*Stated exercise*:
What value does the code in the forecast verification excerpt print for the frequency bias?

Given a set of binary forecasts and corresponding binary observations, there are numerous measures of forecast quality that can be obtained from the elements of the 2x2 contingency table. Several widely-used measures are conditional probabilities derived from the 2x2 contingency table. Brooks et al. (2024) discussed the history of several of these measures. Finley's 2x2 table will be used as an example in the following calculations, the elements have been assigned to variables named 'a','b','c','d'

## frequency bias (B)
The ratio of the mean frequency of “yes” forecasts to the mean observed event frequency is also known as the “frequency bias” (“bias” for short) that provides information about the overall degree of over- or under-prediction of the forecast system. 

\begin{equation}
B = \frac{a+b}{a+c} = \frac{\bar f}{\bar x}
\end{equation}

In [8]:
bias1=(a+b)/(a+c)
print('bias = ',bias1)

bias =  1.9607843137254901


## probability of detection (POD)

Probability of detection (POD) is the conditional probability of a correct forecast given an observed event, also known as “prefigurance”, “sensitivity”, “hit rate”, “recall”, or “true positive rate/ratio”:

\begin{equation}
POD = \frac{a}{a+c}
\end{equation}

In [9]:
pod1=a/(a+c)
print('POD = ',pod1)

POD =  0.5490196078431373


python functions have been created for several of these scores to allow for easy calculation, for example pod(a,b,c,d).

Records drawn from a data source:
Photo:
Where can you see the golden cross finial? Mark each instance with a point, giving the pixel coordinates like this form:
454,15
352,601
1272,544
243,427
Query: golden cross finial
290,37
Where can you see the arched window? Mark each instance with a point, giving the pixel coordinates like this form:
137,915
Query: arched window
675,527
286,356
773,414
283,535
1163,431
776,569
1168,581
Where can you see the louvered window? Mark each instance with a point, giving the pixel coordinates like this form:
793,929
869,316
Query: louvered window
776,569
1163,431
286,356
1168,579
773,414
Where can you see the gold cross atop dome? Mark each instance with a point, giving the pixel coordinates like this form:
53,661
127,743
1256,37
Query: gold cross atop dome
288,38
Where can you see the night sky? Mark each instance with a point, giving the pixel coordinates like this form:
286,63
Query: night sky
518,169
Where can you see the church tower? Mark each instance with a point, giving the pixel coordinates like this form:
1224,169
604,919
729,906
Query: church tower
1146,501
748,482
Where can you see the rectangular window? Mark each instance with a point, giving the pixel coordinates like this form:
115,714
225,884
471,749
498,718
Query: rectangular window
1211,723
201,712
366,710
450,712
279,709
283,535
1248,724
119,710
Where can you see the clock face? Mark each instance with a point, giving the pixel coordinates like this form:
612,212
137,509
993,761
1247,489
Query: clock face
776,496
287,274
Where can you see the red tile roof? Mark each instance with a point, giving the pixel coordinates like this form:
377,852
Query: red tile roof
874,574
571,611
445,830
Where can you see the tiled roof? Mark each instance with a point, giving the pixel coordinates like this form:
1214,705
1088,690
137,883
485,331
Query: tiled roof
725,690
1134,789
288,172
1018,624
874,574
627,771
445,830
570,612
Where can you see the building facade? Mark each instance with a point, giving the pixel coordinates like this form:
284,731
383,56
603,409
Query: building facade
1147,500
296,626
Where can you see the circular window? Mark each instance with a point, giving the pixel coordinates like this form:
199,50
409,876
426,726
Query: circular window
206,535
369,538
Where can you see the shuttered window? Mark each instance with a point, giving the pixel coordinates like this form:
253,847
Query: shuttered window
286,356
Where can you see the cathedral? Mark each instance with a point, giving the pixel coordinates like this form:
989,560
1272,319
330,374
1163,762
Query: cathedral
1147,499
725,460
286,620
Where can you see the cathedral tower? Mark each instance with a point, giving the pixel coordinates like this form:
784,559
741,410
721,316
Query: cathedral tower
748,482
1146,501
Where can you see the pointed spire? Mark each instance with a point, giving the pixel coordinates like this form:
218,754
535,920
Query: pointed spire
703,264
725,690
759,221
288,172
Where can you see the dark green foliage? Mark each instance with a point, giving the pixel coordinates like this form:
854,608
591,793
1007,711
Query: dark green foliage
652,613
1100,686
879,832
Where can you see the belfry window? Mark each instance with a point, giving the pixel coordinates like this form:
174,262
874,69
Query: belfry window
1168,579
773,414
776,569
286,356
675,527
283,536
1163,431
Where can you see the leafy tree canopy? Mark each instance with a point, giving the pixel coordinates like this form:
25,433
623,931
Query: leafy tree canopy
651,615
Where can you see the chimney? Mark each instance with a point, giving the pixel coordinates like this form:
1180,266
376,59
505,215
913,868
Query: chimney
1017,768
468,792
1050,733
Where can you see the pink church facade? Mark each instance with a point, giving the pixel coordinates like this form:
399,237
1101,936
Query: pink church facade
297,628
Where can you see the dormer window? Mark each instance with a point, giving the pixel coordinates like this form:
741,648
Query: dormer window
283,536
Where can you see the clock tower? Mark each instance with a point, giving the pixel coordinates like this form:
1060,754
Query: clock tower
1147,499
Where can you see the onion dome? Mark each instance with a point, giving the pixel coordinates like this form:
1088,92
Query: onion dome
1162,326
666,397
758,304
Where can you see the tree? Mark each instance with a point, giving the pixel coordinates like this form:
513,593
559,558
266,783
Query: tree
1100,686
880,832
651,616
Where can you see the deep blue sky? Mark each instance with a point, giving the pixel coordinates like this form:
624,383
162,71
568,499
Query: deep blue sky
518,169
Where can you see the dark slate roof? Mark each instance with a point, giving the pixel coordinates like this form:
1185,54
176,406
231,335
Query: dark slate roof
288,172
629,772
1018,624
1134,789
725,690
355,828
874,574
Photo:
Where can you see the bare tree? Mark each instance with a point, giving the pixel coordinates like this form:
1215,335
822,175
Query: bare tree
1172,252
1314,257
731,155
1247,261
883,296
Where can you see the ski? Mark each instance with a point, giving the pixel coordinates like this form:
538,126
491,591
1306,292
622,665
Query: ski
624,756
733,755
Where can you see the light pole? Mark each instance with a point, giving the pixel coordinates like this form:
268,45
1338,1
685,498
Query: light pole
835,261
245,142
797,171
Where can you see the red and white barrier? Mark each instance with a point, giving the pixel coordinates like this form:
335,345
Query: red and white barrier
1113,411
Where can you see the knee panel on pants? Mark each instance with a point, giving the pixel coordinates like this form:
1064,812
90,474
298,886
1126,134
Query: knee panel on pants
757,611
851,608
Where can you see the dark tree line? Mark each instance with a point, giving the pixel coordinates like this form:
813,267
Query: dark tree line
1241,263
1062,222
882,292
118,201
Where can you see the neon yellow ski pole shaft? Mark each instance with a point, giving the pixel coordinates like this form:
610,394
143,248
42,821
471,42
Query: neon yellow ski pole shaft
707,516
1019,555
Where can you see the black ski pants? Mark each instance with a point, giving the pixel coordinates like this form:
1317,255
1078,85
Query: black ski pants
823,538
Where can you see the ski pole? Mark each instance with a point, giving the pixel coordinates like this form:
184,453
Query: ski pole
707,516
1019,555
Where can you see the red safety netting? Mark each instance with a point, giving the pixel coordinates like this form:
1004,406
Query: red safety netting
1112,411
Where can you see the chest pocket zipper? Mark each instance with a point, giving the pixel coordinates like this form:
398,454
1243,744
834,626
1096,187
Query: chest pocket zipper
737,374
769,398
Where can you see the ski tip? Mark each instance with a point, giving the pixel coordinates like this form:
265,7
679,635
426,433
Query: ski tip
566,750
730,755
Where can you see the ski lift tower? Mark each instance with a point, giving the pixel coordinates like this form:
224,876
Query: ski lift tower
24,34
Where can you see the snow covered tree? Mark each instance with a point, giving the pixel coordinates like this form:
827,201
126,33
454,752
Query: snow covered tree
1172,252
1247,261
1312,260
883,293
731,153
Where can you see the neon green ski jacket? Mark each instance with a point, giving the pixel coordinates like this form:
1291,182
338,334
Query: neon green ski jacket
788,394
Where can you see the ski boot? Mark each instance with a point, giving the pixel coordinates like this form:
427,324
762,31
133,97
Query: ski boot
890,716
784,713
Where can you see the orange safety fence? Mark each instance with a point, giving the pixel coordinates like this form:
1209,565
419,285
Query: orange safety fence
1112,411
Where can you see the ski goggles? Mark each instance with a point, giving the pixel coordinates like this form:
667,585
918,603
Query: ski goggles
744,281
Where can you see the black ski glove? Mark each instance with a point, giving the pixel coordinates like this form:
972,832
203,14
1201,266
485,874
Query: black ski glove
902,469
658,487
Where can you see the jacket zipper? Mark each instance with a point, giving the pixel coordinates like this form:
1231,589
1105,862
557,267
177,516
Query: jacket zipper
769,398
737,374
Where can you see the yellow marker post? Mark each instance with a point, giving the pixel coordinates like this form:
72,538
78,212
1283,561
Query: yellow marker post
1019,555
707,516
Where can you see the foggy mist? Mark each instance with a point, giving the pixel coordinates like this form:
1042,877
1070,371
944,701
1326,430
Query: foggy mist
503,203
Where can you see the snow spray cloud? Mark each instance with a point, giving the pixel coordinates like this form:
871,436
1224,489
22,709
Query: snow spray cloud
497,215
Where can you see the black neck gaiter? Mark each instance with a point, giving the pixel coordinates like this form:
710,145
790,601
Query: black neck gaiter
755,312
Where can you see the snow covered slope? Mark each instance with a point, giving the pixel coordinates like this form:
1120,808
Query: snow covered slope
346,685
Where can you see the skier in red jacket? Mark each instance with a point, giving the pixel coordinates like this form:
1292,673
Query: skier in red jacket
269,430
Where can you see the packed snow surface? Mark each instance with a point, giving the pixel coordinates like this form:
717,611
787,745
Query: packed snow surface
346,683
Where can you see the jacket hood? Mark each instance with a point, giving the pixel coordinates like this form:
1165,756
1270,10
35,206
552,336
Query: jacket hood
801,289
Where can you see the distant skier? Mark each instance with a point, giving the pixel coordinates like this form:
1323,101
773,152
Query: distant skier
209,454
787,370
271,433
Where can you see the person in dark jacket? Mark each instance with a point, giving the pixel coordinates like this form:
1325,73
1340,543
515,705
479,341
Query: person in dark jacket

*Result for this exercise*:
1.9607843137254901